**EXERCISE INSTRUCTIONS**
The goal is to restate all of the records below word for word.

**DATA SUPPLIED**
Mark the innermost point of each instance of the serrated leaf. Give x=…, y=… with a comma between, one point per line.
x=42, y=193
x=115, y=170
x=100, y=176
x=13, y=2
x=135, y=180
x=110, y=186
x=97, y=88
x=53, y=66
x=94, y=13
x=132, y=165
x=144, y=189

**SOLVED PROBLEM**
Mark the innermost point of each instance of the serrated leaf. Give x=…, y=… with a comma between, one point per line.
x=42, y=193
x=115, y=170
x=100, y=176
x=13, y=2
x=135, y=180
x=110, y=186
x=97, y=88
x=53, y=66
x=94, y=13
x=132, y=165
x=144, y=189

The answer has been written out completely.